:: Document extract

Looking at the components of net income. We go back to net interest margin, which, for the quarter, was 3.93% as compared to net interest margin of 3.91% for Q1 and 3.79% in the fourth quarter 2017..

Yield on assets is up in the quarter 7 basis points, led by loans with a yield of approximately 5.73% on a weighted average loan coupon at the end of June of 5.18%, up from March of about 5.04% and compared to about 4.98% at year-end..

Securities yielded about 2.73% in Q2 and 2.67% in Q1 2018 and were about 2.50% at December 31..

We discussed deposits earlier, and the cost of Federal Home Loan Bank overnight advances has risen, not surprisingly, about 38 basis points in the second quarter to 1.97%..

Loan yields, including a heavy quarter for purchase accounting accretion and an estimated adjusted loan yield, would be about 5.65% and a normalized net interest margin would be about 3.80% to 3.85% against the stated NIM of 3.93%..

Brad?.

Brad Elliott Founder, Chairman & Chief Executive Officer

Provision for loan losses was $750,000 in the quarter, reflecting the high credit quality we alluded to earlier. And we have net loan recoveries for the quarter of $17,000. Greg referenced recoveries on OREO, and it was primarily on a senior living facility we acquired through the Eastman merger..

ALLL as a percentage of total loans was 42 basis points at quarter-end, up since year-end, and total reserves with purchase accounting discounts was 1.11%..

Although we are not tightening credit at this point, we are not loosening either. We believe this cycle is long in the tooth, and we are still seeing some exuberant behavior from some other lenders in our markets. And I want our stakeholders to know that is not who we have ever been or who we will become.

I simply expect our lending teams to continue to work hard, be smart, provide excellent service and expertise and grow our portfolio wisely. .

Gregory Kossover

Noninterest income for the quarter was in line with our expectations at $4.6 million.

After scrubbing our merger-related expenses of $5.2 million, noninterest expense in the quarter was $20.7 million, slightly higher than our guidance and due to incenting the teams for performance above our expectations and as we continue to enhance our infrastructure for growth..

::::

Work to do:
1 > List every dollar amount that appears in the earnings call excerpt.
2 > Continue the earnings call excerpt from where it stops.

:: Material

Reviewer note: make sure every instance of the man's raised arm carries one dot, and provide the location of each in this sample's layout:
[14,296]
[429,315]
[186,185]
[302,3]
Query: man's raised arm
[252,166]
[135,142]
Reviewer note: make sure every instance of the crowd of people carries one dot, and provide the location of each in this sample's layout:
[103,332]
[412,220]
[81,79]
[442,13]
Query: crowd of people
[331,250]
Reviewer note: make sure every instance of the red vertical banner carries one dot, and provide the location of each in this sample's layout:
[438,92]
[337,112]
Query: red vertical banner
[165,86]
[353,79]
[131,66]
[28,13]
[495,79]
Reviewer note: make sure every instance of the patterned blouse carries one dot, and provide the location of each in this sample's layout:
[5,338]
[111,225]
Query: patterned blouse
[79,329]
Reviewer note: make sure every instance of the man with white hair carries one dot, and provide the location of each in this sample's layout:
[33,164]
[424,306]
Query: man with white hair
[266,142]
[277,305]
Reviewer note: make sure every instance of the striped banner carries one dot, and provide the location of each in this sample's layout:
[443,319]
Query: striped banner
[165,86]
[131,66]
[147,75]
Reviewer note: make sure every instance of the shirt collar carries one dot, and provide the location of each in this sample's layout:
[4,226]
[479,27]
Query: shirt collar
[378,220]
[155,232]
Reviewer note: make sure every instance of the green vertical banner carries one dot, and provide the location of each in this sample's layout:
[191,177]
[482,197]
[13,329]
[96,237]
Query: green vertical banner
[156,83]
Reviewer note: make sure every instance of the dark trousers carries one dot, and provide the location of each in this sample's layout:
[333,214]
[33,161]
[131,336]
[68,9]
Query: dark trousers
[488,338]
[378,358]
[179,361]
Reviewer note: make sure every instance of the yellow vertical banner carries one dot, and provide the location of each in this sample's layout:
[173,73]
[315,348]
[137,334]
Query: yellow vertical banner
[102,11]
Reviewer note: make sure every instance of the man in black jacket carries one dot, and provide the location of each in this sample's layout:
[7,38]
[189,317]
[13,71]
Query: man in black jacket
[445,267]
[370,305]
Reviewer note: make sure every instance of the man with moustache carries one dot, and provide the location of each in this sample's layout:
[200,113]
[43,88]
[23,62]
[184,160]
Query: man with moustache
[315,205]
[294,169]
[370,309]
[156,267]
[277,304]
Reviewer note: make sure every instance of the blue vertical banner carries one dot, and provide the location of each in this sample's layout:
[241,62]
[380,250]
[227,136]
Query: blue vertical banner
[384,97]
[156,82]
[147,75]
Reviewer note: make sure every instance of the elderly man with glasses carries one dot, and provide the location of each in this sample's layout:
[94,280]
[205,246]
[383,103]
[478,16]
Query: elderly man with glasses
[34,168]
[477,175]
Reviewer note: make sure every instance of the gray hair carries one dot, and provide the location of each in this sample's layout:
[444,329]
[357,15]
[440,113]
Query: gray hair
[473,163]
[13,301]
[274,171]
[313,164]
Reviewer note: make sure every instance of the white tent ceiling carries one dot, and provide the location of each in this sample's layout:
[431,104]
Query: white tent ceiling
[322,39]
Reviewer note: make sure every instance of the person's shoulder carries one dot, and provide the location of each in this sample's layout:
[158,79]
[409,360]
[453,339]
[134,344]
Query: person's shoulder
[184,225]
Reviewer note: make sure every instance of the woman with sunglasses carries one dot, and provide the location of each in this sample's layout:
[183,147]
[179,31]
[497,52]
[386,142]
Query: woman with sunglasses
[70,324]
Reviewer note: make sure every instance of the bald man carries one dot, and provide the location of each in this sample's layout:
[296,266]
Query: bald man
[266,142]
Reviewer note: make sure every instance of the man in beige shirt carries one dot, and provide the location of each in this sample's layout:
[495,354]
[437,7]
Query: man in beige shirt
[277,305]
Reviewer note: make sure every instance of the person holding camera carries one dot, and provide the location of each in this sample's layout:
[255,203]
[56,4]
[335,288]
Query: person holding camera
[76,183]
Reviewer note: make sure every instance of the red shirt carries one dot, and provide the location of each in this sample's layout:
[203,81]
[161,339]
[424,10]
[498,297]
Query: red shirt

::::

Answers for the tasks:
1 >
- $750,000 (provision for loan losses in the quarter)
- $17,000 (net loan recoveries for the quarter)
- $4.6 million (noninterest income for the quarter)
- $5.2 million (merger-related expenses)
- $20.7 million (noninterest expense in the quarter after removing merger-related expenses)

2 >
Our efficiency ratio continues to trend downward, ending the quarter at 58.40%; and noninterest expense without merger expenses to average assets was 2.39%, both measures at their lowest since the company went public..

Our effective income tax rate for the first quarter was 22.2%, in line with our previous guidance. This leaves Equity Bancshares with a return on average assets as stated at 79 basis points and pro forma-ed for noncore adjustments of 1.22%..

Return on average tangible common equity as stated is 10.6% and adjusted for noncore items is 15.2%. .

Brad Elliott Founder, Chairman & Chief Executive Officer

We continue to work concentrations in our loan portfolio to manage risk and meet our customers' needs. As stated earlier, our commercial portfolio is slightly below our plan at June 30. However, our pipeline remains very active with a minimum of $150 million, previously mentioned, showing as opportunities between now and year-end. .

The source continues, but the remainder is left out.